Studio album by 311
- Released: July 12, 1994
- Recorded: 1993
- Studio: Mad Hatter (Los Angeles)
- Genres: Rap metal; reggae;
- Length: 45:05
- Label: Capricorn
- Producers: Eddy Offord; 311;

311 chronology
| Music (1993) | Grassroots (1994) | 311 (1995) |

Singles from Grassroots
- "Homebrew" Released: 1994; "Lucky" Released: 1994; "8:16 a.m." Released: 1995;

= Grassroots (album) =

Grassroots is the second studio album by American rock band 311, released on July 12, 1994, through Capricorn Records. The album was intentionally recorded to have a "muddy" tone, and was recorded in a small house in Van Nuys where all of the band members lived together. This album also contains the track "Applied Science", which is a staple in 311's live show and has included a full-band drum solo since 2000. P-Nut records with a five-string Warwick bass for the first time here as well. The album was certified gold in 1999 by the RIAA. With their second album, 311 started recording with Eddy Offord, but parted ways very early in the process. Funds for the album were cut off, but the band persevered by doing it themselves. 311 finished recording the album in their band house, leading to the unique sound of this record.

A special vinyl edition of the record was pressed for Black Friday in 2011 at United Record Pressing in Nashville, Tennessee.

| Some records |

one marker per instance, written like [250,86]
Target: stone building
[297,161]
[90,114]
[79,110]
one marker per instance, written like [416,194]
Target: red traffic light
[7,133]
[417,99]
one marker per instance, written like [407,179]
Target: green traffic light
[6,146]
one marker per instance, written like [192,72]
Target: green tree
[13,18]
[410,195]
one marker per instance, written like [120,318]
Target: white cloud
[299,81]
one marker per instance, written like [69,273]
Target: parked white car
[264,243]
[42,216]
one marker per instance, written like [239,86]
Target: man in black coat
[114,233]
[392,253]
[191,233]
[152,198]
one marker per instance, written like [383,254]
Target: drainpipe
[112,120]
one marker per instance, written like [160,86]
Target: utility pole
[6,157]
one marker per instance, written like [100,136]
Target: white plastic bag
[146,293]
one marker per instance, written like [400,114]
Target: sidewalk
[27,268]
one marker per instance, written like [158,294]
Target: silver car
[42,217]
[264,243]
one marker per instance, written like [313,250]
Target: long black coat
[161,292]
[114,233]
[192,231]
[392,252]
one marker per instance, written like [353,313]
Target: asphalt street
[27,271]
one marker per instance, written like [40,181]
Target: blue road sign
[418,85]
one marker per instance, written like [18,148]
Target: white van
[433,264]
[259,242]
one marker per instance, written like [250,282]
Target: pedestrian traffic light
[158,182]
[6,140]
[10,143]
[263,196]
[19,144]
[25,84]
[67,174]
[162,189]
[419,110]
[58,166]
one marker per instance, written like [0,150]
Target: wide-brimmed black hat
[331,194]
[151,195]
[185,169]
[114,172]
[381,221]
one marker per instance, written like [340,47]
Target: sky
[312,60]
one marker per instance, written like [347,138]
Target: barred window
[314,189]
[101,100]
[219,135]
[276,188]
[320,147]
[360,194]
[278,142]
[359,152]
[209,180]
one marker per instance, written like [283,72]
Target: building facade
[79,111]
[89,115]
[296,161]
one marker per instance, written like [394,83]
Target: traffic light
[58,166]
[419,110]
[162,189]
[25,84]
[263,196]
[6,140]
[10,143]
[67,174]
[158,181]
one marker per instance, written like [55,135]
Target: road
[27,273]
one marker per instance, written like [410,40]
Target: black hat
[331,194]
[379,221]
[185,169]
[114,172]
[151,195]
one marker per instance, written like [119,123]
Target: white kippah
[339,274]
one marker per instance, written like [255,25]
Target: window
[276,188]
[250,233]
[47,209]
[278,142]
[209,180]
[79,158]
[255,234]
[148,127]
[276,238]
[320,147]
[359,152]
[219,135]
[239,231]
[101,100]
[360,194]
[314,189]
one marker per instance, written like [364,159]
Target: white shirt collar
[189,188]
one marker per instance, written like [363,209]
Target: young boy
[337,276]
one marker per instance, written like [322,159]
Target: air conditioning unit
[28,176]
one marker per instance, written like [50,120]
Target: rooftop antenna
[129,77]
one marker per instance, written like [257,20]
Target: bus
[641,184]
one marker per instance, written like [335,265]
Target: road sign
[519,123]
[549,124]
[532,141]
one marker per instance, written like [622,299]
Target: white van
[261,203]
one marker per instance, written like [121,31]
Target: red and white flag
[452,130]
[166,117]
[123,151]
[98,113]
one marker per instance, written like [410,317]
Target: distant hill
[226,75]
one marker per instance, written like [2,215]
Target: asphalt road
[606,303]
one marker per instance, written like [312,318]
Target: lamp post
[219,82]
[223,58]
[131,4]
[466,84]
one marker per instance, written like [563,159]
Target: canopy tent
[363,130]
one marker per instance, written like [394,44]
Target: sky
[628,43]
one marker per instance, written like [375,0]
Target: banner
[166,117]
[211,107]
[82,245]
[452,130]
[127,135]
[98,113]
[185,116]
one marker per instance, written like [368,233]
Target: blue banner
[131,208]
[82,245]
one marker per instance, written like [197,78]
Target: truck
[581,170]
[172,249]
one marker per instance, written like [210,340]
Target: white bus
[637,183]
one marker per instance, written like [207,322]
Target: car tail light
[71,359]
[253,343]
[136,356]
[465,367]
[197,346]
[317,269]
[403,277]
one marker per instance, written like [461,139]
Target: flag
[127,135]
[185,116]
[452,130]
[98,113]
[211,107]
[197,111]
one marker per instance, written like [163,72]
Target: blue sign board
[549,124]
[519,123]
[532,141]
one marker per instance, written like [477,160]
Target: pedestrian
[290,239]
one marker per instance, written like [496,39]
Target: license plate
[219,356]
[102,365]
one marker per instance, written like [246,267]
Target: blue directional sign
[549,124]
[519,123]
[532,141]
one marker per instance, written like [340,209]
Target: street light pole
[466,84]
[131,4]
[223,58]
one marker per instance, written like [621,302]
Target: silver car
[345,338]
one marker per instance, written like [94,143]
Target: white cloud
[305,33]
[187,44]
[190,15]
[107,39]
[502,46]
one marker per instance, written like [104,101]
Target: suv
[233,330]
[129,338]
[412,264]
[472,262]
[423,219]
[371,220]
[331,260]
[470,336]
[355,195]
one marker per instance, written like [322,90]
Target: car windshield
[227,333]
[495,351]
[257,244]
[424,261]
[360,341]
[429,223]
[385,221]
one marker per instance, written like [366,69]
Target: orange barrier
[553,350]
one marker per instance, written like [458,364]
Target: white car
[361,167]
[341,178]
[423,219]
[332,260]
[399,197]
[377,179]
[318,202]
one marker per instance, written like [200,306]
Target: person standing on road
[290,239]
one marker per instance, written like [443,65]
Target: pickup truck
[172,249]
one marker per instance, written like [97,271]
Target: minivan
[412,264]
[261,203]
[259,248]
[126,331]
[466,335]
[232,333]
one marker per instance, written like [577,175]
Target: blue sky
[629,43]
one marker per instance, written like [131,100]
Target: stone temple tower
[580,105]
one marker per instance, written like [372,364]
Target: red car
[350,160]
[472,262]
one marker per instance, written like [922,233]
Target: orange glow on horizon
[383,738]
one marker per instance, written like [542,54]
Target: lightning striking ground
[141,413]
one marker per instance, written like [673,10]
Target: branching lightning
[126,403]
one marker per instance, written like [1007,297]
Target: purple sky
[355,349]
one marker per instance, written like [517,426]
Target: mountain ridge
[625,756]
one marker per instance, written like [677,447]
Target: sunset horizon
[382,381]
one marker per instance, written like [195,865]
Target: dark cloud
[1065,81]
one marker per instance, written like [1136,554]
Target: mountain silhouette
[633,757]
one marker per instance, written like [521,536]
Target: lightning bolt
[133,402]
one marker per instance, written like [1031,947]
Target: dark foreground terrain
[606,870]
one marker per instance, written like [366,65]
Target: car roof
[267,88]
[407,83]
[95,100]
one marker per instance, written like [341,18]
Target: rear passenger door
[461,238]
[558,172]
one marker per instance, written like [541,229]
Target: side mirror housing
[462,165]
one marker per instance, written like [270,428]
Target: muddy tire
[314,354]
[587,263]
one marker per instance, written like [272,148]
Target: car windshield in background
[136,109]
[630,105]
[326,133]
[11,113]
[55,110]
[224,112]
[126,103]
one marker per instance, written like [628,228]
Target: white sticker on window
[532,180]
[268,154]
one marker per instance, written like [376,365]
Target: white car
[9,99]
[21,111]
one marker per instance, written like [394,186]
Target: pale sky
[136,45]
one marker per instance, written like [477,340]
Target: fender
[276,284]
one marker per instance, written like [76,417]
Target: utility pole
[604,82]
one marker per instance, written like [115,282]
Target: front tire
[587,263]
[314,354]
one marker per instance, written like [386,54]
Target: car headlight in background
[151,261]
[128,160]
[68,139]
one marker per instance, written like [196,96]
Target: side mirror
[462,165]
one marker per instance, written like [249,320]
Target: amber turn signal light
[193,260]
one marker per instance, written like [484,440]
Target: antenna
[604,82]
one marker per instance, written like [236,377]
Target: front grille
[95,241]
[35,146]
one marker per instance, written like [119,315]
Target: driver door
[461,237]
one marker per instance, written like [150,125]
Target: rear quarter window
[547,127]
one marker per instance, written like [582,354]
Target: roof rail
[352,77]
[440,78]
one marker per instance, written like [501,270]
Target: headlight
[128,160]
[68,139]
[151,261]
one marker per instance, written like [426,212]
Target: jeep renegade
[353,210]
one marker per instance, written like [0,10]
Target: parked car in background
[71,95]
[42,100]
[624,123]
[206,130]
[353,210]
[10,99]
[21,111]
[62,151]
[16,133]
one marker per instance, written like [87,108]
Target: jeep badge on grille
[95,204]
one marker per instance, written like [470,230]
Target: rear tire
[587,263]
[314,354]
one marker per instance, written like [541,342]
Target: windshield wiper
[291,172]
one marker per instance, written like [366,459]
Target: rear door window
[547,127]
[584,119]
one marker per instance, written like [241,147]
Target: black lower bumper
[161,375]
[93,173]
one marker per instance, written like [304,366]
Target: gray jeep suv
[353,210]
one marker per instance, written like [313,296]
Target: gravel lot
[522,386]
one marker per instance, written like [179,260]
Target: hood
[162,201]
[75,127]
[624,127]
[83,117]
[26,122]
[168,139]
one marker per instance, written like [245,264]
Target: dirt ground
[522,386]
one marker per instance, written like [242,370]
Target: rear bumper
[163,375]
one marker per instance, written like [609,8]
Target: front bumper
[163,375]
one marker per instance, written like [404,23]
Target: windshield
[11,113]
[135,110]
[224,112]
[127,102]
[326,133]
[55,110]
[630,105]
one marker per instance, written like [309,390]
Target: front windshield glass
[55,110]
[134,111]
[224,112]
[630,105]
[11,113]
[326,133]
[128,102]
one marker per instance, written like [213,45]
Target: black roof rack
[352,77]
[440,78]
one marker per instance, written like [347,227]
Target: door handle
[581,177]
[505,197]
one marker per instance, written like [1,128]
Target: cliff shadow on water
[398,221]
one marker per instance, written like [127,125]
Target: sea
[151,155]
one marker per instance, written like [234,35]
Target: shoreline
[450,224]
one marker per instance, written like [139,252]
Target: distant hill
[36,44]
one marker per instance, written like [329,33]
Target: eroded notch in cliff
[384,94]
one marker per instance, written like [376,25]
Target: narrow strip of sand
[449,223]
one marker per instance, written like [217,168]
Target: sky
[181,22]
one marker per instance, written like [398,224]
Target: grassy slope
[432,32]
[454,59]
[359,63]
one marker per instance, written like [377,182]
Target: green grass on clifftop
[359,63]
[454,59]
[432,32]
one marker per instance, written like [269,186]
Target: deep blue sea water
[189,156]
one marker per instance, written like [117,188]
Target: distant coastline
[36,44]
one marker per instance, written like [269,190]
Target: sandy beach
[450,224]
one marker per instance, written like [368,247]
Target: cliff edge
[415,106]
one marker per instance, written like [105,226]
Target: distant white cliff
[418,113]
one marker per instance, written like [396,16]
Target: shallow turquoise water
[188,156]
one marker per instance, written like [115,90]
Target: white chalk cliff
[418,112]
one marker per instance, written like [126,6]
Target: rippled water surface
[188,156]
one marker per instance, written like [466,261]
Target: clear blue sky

| Given exercise |
Copy word for word the part of the text on the album Grassroots that opens with "Grassroots is the" and ends after "of this record.".

| Answer below |
Grassroots is the second studio album by American rock band 311, released on July 12, 1994, through Capricorn Records. The album was intentionally recorded to have a "muddy" tone, and was recorded in a small house in Van Nuys where all of the band members lived together. This album also contains the track "Applied Science", which is a staple in 311's live show and has included a full-band drum solo since 2000. P-Nut records with a five-string Warwick bass for the first time here as well. The album was certified gold in 1999 by the RIAA. With their second album, 311 started recording with Eddy Offord, but parted ways very early in the process. Funds for the album were cut off, but the band persevered by doing it themselves. 311 finished recording the album in their band house, leading to the unique sound of this record.